SET EXERCISE> Please format all of the data below as a JSON list of strings, one string per line, with blank lines left out.

WORKING DATA>
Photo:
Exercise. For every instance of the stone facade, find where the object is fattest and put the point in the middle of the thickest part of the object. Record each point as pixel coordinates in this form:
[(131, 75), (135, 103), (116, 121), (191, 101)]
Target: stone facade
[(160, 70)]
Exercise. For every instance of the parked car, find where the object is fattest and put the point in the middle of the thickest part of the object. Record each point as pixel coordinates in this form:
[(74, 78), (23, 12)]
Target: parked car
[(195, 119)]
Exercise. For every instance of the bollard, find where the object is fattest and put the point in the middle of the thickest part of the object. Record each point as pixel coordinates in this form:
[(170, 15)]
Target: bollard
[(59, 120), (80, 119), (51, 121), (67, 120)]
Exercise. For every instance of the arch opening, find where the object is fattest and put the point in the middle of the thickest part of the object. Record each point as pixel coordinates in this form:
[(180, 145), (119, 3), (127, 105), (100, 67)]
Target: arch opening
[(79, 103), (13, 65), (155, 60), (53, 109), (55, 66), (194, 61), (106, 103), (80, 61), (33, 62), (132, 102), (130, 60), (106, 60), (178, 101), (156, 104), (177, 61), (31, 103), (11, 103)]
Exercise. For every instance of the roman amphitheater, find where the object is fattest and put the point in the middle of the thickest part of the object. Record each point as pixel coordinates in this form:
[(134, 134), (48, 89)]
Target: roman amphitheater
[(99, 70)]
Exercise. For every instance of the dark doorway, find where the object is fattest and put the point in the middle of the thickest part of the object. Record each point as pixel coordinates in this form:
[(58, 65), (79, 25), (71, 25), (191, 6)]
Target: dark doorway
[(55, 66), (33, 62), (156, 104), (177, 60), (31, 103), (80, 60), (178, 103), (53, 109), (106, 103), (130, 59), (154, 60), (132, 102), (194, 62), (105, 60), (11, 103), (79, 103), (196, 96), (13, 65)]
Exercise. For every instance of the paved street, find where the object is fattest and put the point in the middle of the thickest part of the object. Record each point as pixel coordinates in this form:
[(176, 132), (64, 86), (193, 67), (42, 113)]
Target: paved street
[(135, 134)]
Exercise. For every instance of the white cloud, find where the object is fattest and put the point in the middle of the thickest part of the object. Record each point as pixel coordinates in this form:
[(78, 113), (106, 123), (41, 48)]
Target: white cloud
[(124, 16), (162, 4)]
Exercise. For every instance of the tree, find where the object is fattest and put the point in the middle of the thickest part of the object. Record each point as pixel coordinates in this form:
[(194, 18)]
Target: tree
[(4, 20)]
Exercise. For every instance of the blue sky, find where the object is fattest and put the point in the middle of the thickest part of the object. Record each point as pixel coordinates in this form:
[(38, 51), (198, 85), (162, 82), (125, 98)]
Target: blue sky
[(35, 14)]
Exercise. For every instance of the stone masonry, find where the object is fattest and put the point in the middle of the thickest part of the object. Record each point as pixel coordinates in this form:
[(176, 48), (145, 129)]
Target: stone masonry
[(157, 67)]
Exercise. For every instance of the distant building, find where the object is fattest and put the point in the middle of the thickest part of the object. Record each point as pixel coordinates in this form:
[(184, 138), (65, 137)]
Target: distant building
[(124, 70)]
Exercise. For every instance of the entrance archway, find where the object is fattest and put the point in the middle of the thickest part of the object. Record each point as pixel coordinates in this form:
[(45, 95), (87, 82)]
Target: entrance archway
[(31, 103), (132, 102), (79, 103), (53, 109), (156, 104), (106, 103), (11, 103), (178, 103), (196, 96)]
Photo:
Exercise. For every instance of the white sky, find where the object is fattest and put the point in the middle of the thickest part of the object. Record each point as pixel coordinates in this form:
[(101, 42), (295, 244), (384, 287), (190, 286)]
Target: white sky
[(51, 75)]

TASK RESULT>
[
  "Photo:",
  "Exercise. For every instance of the stone facade, find where the object is fattest and put the point in the middle of the thickest part of the object. Record each point as pixel coordinates in this form:",
  "[(131, 75), (135, 103), (116, 121), (191, 101)]",
  "Target: stone facade",
  "[(160, 70)]",
  "Exercise. For every instance of the parked car, find where the object is fattest and put the point in the middle of the thickest part of the object. Record each point as pixel coordinates in this form:",
  "[(74, 78), (23, 12)]",
  "Target: parked car",
  "[(195, 119)]",
  "Exercise. For every instance of the bollard, find where the object is fattest and put the point in the middle of the thickest part of the object. Record each point as pixel coordinates in this form:",
  "[(170, 15)]",
  "Target: bollard",
  "[(59, 120), (80, 119), (51, 121), (67, 120)]",
  "Exercise. For every instance of the arch opening, find where the object is fattest and put the point in the middle of the thickest part of the object. Record each point as pixel coordinates in this form:",
  "[(180, 145), (119, 3), (127, 105), (100, 67)]",
  "Target: arch opening",
  "[(79, 103), (13, 65), (155, 60), (53, 109), (55, 66), (194, 61), (106, 103), (80, 61), (33, 62), (132, 102), (130, 60), (106, 60), (178, 101), (156, 104), (177, 61), (31, 103), (11, 103)]",
  "Exercise. For every instance of the roman amphitheater, find where the object is fattest and put the point in the middle of the thickest part of the object. Record each point as pixel coordinates in this form:",
  "[(134, 134), (48, 89)]",
  "Target: roman amphitheater",
  "[(99, 70)]",
  "Exercise. For every instance of the dark doorway, find where the object is fattest and put the point in the middle of the thickest part of the object. Record each point as pixel coordinates in this form:",
  "[(58, 65), (79, 25), (71, 25), (191, 6)]",
  "Target: dark doorway",
  "[(55, 66), (33, 62), (156, 104), (177, 60), (31, 103), (80, 60), (178, 103), (53, 109), (106, 103), (130, 59), (154, 60), (132, 102), (194, 62), (105, 60), (11, 103), (79, 103), (196, 96), (13, 65)]",
  "Exercise. For every instance of the paved street, find where the object is fattest and put the point in the middle of the thickest part of the object. Record each point as pixel coordinates in this form:",
  "[(176, 132), (64, 86), (193, 67), (42, 113)]",
  "Target: paved street",
  "[(135, 134)]",
  "Exercise. For every instance of the white cloud, find where the object is fattest and put the point in the middle of the thickest part of the object. Record each point as pixel coordinates in this form:",
  "[(78, 113), (106, 123), (41, 48)]",
  "Target: white cloud",
  "[(124, 16), (162, 4)]",
  "Exercise. For every instance of the tree, find where the object is fattest and put the point in the middle of the thickest part of the object. Record each point as pixel coordinates in this form:",
  "[(194, 18)]",
  "Target: tree",
  "[(4, 20)]",
  "Exercise. For every instance of the blue sky, find where the object is fattest and put the point in the middle of the thickest part of the object. Record each point as pixel coordinates in this form:",
  "[(38, 51), (198, 85), (162, 82), (125, 98)]",
  "Target: blue sky",
  "[(35, 14)]",
  "Exercise. For every instance of the stone masonry, find where the object is fattest and put the point in the middle of the thickest part of the object. Record each point as pixel coordinates in this form:",
  "[(176, 48), (145, 129)]",
  "Target: stone masonry",
  "[(157, 67)]",
  "Exercise. For every instance of the distant building, find where the object is fattest and put the point in the middle of the thickest part of the object. Record each point as pixel coordinates in this form:",
  "[(184, 138), (65, 137)]",
  "Target: distant building",
  "[(124, 70)]",
  "Exercise. For every instance of the entrance archway, find where the object is fattest and put the point in the middle of the thickest part of the object. Record each point as pixel coordinates in this form:",
  "[(45, 95), (87, 82)]",
  "Target: entrance archway",
  "[(31, 103), (132, 102), (79, 103), (53, 109), (156, 104), (106, 103), (11, 103), (178, 103), (196, 96)]",
  "Photo:",
  "Exercise. For every instance of the white sky, find where the object is fattest and put the point in the middle of the thickest part of the object. Record each point as pixel coordinates in this form:",
  "[(101, 42), (295, 244), (384, 287), (190, 286)]",
  "Target: white sky",
  "[(51, 75)]"
]